Task statement: Without pictures, return the lines from the one containing "-- give x and y for each instance of the overcast" through the last line of the data below, exactly.

Exercise input:
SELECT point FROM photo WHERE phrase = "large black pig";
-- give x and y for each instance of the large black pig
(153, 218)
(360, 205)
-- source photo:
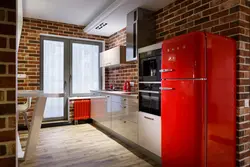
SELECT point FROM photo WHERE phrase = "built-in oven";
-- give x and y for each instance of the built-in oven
(150, 65)
(150, 97)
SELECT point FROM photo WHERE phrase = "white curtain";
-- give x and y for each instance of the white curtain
(53, 77)
(85, 68)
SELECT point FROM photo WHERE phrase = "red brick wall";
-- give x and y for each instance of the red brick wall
(118, 75)
(29, 50)
(225, 17)
(7, 83)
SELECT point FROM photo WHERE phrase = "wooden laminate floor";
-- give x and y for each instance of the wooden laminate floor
(81, 146)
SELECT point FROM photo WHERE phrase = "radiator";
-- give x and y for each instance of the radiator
(82, 110)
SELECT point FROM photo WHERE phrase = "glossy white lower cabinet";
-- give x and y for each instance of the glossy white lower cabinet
(101, 111)
(149, 132)
(124, 120)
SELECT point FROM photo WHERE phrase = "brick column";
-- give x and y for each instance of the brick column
(7, 83)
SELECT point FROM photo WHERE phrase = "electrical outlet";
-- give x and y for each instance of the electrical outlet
(246, 102)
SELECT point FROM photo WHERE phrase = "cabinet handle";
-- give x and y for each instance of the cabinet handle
(123, 106)
(149, 118)
(162, 88)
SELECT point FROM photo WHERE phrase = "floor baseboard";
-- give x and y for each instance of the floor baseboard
(54, 124)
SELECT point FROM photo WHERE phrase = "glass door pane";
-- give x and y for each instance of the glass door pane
(85, 68)
(53, 77)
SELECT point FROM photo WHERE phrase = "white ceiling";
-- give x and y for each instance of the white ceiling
(79, 12)
(90, 13)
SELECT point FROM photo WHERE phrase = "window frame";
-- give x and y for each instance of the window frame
(68, 41)
(71, 42)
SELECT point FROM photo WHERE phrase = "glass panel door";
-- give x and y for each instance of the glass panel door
(85, 69)
(53, 77)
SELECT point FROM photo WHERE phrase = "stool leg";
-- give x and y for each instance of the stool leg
(26, 120)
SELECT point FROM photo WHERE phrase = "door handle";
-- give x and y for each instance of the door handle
(162, 88)
(149, 118)
(166, 70)
(123, 106)
(65, 85)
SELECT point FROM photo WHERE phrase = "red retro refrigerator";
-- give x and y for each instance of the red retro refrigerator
(198, 108)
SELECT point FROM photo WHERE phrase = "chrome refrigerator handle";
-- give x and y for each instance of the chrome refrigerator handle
(166, 70)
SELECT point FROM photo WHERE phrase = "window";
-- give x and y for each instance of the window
(85, 68)
(70, 66)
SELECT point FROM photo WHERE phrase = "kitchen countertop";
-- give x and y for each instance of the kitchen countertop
(118, 93)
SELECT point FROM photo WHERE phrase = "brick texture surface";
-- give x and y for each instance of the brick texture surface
(118, 75)
(7, 83)
(225, 17)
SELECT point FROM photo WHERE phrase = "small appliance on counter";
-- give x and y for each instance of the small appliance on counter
(126, 86)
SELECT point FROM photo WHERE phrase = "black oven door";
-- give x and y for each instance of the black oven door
(150, 102)
(149, 66)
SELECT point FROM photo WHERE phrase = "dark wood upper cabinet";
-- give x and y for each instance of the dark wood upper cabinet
(140, 31)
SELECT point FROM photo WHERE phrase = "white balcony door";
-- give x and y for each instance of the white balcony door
(85, 68)
(71, 67)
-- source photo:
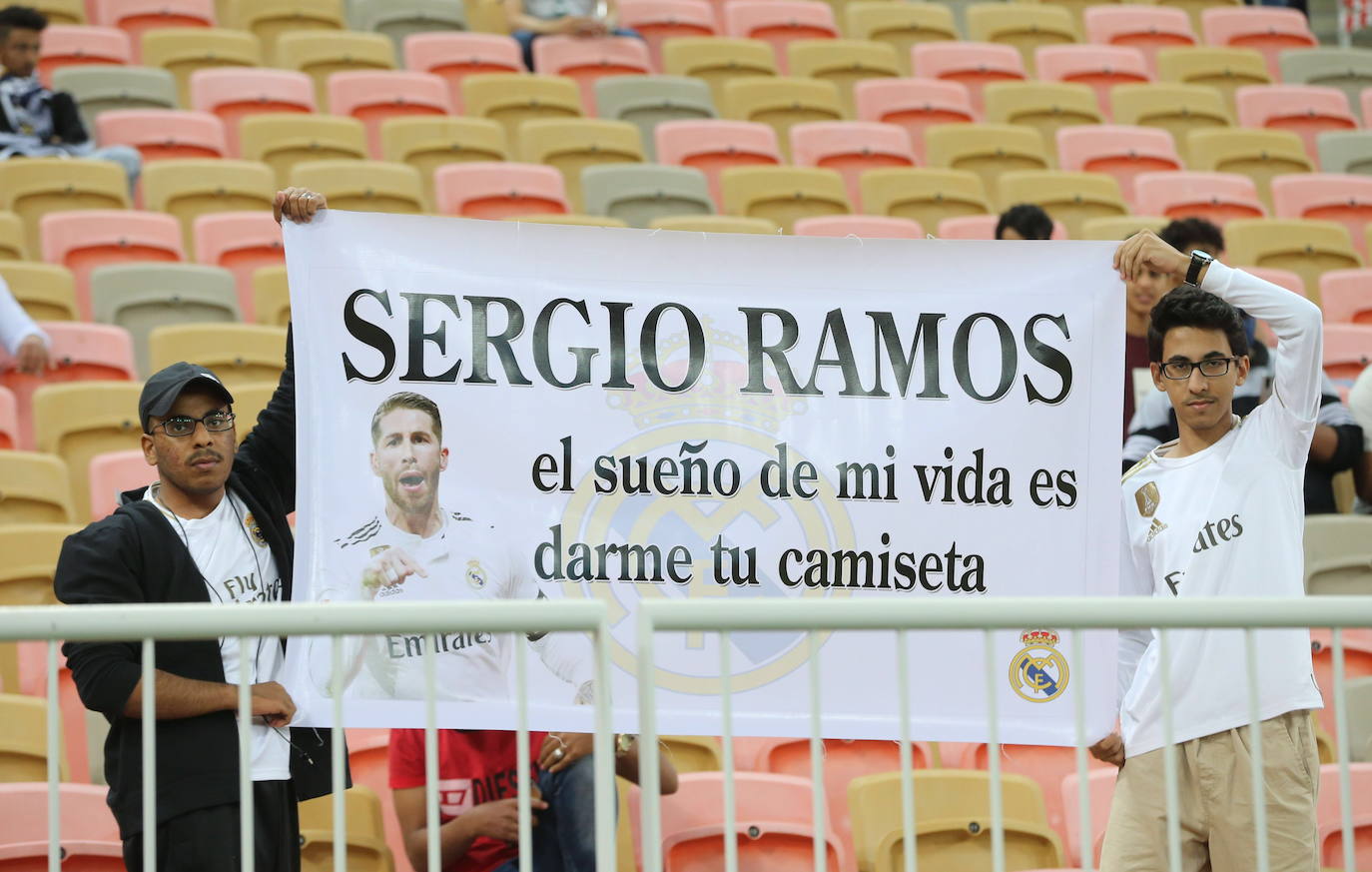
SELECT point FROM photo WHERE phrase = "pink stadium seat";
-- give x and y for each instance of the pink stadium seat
(1216, 197)
(914, 105)
(712, 146)
(374, 95)
(1346, 297)
(242, 242)
(975, 65)
(585, 61)
(79, 46)
(1305, 110)
(780, 22)
(498, 190)
(659, 21)
(1117, 150)
(1266, 29)
(863, 227)
(983, 227)
(1328, 197)
(1145, 28)
(89, 238)
(164, 132)
(453, 55)
(235, 92)
(851, 147)
(81, 352)
(1099, 66)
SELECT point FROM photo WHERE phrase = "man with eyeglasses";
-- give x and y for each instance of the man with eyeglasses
(212, 528)
(1217, 512)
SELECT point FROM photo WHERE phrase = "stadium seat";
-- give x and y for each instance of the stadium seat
(649, 101)
(1145, 28)
(66, 46)
(782, 194)
(160, 134)
(851, 147)
(585, 61)
(234, 94)
(285, 139)
(142, 297)
(320, 54)
(901, 25)
(33, 187)
(47, 292)
(975, 65)
(924, 195)
(638, 193)
(986, 149)
(781, 103)
(1042, 106)
(513, 98)
(1271, 30)
(1027, 26)
(374, 96)
(191, 189)
(1123, 153)
(453, 57)
(497, 190)
(183, 51)
(718, 61)
(85, 239)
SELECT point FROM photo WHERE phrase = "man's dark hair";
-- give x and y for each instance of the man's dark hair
(1028, 220)
(1188, 234)
(1189, 307)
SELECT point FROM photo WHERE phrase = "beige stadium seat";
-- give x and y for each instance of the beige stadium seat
(47, 292)
(784, 194)
(33, 187)
(901, 25)
(190, 189)
(718, 61)
(569, 146)
(285, 139)
(1070, 198)
(513, 98)
(186, 50)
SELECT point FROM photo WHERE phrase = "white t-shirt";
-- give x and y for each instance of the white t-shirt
(238, 567)
(1227, 520)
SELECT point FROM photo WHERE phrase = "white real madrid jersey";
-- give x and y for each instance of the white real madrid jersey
(1225, 520)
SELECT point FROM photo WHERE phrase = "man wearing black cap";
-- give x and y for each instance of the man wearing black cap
(212, 528)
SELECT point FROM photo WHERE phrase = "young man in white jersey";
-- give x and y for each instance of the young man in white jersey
(1217, 512)
(416, 549)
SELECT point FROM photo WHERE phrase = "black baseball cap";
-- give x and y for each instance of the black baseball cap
(162, 389)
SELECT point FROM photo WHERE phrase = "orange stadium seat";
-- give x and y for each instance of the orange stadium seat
(1266, 29)
(373, 96)
(975, 65)
(585, 61)
(161, 134)
(453, 57)
(1216, 197)
(490, 190)
(851, 147)
(83, 241)
(1145, 28)
(68, 46)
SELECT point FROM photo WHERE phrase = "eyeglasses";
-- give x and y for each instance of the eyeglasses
(183, 426)
(1210, 367)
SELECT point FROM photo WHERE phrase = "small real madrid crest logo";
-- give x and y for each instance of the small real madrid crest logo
(1038, 671)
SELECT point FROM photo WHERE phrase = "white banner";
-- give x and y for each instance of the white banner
(510, 411)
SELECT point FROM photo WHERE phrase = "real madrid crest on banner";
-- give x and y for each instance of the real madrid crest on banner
(1038, 671)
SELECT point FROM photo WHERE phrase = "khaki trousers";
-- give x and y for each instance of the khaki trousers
(1214, 791)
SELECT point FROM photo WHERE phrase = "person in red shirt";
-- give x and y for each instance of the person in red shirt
(479, 792)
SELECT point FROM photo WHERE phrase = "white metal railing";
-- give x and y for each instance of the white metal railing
(208, 621)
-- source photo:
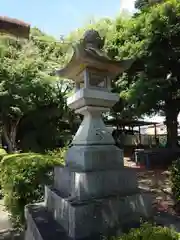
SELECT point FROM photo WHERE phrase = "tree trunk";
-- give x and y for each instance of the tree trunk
(172, 126)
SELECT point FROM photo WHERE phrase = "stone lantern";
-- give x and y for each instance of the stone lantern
(94, 193)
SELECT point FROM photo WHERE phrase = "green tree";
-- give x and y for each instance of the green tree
(27, 82)
(153, 83)
(143, 4)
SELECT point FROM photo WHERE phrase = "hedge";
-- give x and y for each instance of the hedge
(23, 177)
(175, 179)
(149, 232)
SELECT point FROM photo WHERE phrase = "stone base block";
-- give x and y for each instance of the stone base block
(94, 158)
(85, 218)
(87, 185)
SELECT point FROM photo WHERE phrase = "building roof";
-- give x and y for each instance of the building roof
(15, 27)
(128, 123)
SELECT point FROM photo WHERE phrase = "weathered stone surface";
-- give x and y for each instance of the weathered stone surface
(96, 184)
(41, 225)
(84, 218)
(89, 158)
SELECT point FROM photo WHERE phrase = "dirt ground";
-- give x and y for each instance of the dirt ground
(158, 182)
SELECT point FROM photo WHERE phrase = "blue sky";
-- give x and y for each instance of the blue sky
(58, 17)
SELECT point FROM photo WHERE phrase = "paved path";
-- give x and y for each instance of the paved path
(155, 181)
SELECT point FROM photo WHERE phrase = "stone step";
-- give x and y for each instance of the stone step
(87, 185)
(42, 226)
(84, 218)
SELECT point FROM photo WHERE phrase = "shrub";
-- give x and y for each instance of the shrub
(23, 177)
(175, 179)
(149, 232)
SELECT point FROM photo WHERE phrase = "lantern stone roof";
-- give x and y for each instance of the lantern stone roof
(89, 54)
(14, 27)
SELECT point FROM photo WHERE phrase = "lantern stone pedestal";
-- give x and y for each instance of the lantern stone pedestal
(94, 193)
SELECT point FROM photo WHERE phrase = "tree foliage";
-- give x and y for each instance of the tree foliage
(152, 84)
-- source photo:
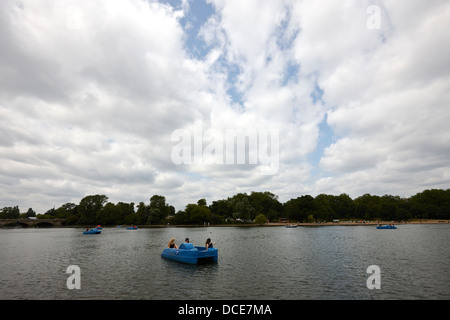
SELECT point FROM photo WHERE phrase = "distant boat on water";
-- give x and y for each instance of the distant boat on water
(387, 227)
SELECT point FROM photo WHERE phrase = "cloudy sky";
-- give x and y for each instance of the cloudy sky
(106, 97)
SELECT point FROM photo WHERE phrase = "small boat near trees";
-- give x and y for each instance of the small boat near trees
(92, 231)
(390, 226)
(190, 254)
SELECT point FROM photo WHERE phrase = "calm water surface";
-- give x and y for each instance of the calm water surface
(254, 263)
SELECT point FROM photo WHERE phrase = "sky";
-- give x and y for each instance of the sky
(195, 99)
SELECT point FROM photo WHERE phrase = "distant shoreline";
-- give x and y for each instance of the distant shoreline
(270, 224)
(304, 224)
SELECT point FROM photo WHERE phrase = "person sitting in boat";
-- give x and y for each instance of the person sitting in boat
(209, 244)
(172, 244)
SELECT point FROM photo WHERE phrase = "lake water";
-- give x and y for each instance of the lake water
(254, 263)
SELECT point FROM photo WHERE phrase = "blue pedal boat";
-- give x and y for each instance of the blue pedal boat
(188, 253)
(92, 231)
(387, 227)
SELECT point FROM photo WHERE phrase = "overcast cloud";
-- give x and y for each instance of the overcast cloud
(91, 93)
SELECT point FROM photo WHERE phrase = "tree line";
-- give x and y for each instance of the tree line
(257, 207)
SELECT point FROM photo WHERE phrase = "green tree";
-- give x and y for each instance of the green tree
(10, 213)
(89, 207)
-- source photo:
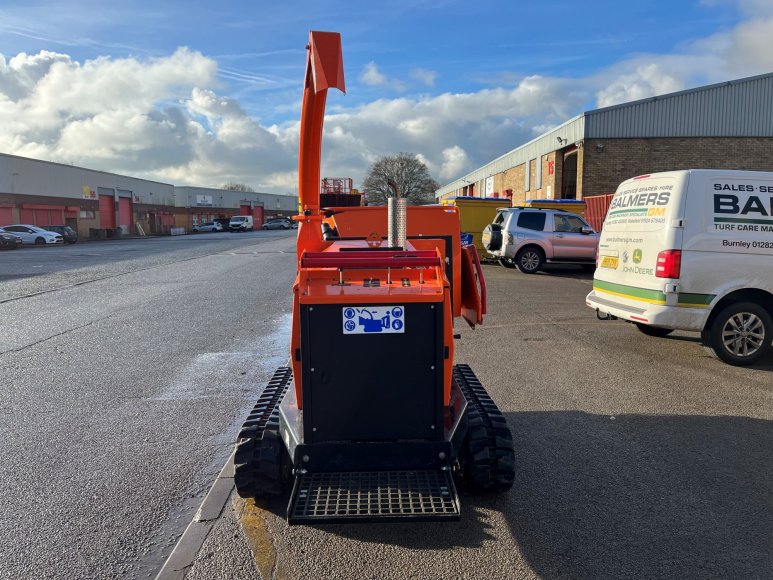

Answer below:
-- give x and y for each instance of the overcast cloud
(91, 93)
SELECT point FROM photo WHERE phrase = "tree line";
-- give x and y for each instance of the tree line
(257, 207)
SELECT point FROM photo WHERE phrase = "green tree";
-- give x and y for each instance of the green tree
(10, 213)
(89, 207)
-- source photo:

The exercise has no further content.